Every entry must be given again exactly.

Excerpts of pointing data
════

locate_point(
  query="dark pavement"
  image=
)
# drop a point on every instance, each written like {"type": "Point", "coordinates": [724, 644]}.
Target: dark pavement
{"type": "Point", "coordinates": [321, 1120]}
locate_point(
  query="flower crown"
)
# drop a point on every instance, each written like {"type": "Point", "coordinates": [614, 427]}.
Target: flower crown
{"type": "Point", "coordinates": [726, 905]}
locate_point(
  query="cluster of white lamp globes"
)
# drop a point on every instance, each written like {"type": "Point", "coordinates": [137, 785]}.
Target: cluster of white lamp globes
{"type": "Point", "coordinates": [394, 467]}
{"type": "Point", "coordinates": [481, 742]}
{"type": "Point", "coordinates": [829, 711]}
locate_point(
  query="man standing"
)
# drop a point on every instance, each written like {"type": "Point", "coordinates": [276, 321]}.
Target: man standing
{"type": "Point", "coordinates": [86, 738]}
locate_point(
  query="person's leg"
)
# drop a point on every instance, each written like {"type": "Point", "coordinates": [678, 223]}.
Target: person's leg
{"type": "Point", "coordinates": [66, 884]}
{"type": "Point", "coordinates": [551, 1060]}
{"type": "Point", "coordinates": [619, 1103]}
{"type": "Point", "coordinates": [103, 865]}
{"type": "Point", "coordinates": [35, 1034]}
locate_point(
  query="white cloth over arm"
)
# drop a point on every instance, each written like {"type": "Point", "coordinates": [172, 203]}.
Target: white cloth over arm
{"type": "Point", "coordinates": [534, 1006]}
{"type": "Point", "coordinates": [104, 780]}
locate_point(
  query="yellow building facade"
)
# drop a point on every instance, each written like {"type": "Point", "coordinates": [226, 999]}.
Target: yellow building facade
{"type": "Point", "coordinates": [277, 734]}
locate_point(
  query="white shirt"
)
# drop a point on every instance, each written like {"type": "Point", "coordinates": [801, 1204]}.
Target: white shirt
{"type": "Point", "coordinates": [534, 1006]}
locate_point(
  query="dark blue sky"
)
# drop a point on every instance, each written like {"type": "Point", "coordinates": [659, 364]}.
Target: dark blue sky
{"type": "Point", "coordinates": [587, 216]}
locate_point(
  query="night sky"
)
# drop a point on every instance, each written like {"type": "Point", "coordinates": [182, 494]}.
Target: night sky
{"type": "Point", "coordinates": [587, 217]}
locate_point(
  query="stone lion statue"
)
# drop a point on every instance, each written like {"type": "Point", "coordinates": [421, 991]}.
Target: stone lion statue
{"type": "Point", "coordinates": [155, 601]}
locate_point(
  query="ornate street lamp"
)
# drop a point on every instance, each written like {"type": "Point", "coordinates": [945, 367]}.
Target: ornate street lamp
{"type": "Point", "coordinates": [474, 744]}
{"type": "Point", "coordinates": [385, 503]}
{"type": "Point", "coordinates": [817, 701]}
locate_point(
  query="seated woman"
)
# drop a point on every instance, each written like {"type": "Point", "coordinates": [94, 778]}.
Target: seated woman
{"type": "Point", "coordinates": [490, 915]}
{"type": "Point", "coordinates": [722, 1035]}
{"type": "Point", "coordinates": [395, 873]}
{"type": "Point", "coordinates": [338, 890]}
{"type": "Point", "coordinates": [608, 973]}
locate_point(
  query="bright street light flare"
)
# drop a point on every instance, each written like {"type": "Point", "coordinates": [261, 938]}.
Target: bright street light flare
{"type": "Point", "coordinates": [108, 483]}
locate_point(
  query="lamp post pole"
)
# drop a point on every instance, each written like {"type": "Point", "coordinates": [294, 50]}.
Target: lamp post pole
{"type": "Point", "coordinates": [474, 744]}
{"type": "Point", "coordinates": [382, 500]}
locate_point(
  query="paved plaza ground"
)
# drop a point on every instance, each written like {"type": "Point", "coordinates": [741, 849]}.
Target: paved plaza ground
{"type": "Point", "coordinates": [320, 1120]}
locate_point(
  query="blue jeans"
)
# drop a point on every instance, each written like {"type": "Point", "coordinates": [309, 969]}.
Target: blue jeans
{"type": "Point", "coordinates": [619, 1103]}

════

**RESULT:**
locate_point(
  query="dark pavement"
  image=
)
# drop a point on every instance, each written like {"type": "Point", "coordinates": [724, 644]}.
Target: dark pavement
{"type": "Point", "coordinates": [321, 1120]}
locate_point(
  query="flower crown"
)
# drop a point on every instance, each written like {"type": "Point", "coordinates": [614, 427]}.
Target: flower crown
{"type": "Point", "coordinates": [726, 905]}
locate_point(
  query="cluster of white lamp globes"
)
# drop a point on every instance, each written like {"type": "Point", "coordinates": [137, 785]}.
Target: cluster of white lamp globes
{"type": "Point", "coordinates": [394, 467]}
{"type": "Point", "coordinates": [481, 742]}
{"type": "Point", "coordinates": [829, 711]}
locate_point(
  query="man standing"
)
# drop a point on every instance, each written like {"type": "Point", "coordinates": [276, 321]}.
Target: man standing
{"type": "Point", "coordinates": [86, 738]}
locate_point(
  query="person's leg"
)
# drop a point on every instance, each written like {"type": "Point", "coordinates": [678, 223]}.
Target: person's leg
{"type": "Point", "coordinates": [66, 884]}
{"type": "Point", "coordinates": [551, 1060]}
{"type": "Point", "coordinates": [619, 1103]}
{"type": "Point", "coordinates": [103, 865]}
{"type": "Point", "coordinates": [35, 1034]}
locate_point(
  query="white cloth over arm"
)
# drop a point on every instance, each written like {"type": "Point", "coordinates": [172, 203]}.
Target: white cloth over arm
{"type": "Point", "coordinates": [534, 1006]}
{"type": "Point", "coordinates": [104, 780]}
locate_point(
  query="yellow building facade"
)
# drop a point on every instance, each written like {"type": "Point", "coordinates": [226, 999]}.
Target: yellow building facade
{"type": "Point", "coordinates": [277, 734]}
locate_point(
  query="white shirt"
)
# drop a point on every instance, each written like {"type": "Point", "coordinates": [801, 1204]}.
Target: white shirt
{"type": "Point", "coordinates": [534, 1006]}
locate_point(
  query="dark blue sky"
)
# drop a point on every instance, each written like {"type": "Point", "coordinates": [659, 364]}.
Target: dark blue sky
{"type": "Point", "coordinates": [587, 216]}
locate_point(
  query="night sky"
)
# drop a point on every instance, each written like {"type": "Point", "coordinates": [182, 494]}.
Target: night sky
{"type": "Point", "coordinates": [587, 217]}
locate_point(
  query="stone lion statue"
)
# drop a point on every instance, each written like {"type": "Point", "coordinates": [421, 991]}.
Target: stone lion statue
{"type": "Point", "coordinates": [155, 601]}
locate_point(
  query="ornate street lamp"
)
# drop a point on every instance, each written like {"type": "Point", "coordinates": [945, 367]}.
Target: ornate street lamp
{"type": "Point", "coordinates": [474, 744]}
{"type": "Point", "coordinates": [385, 503]}
{"type": "Point", "coordinates": [817, 701]}
locate_point(
  query="seated woman"
)
# drop a point on every instance, each written like {"type": "Point", "coordinates": [94, 778]}.
Target: seated woman
{"type": "Point", "coordinates": [490, 915]}
{"type": "Point", "coordinates": [722, 1035]}
{"type": "Point", "coordinates": [395, 873]}
{"type": "Point", "coordinates": [338, 890]}
{"type": "Point", "coordinates": [608, 973]}
locate_point(
  query="bright street light flare"
)
# drop a point on every instance, each written like {"type": "Point", "coordinates": [261, 938]}.
Target: bright street light flare
{"type": "Point", "coordinates": [108, 483]}
locate_point(
  query="lamp post pole"
)
# drop a point on every instance, each written like {"type": "Point", "coordinates": [294, 50]}.
Target: lamp post pole
{"type": "Point", "coordinates": [474, 744]}
{"type": "Point", "coordinates": [382, 500]}
locate_point(
  query="paved plaza ground"
)
# drop a point on every instance, each written like {"type": "Point", "coordinates": [741, 849]}.
Target: paved plaza ground
{"type": "Point", "coordinates": [320, 1120]}
locate_point(
  query="blue jeans"
)
# drop a point on every instance, each written like {"type": "Point", "coordinates": [309, 969]}.
Target: blue jeans
{"type": "Point", "coordinates": [619, 1103]}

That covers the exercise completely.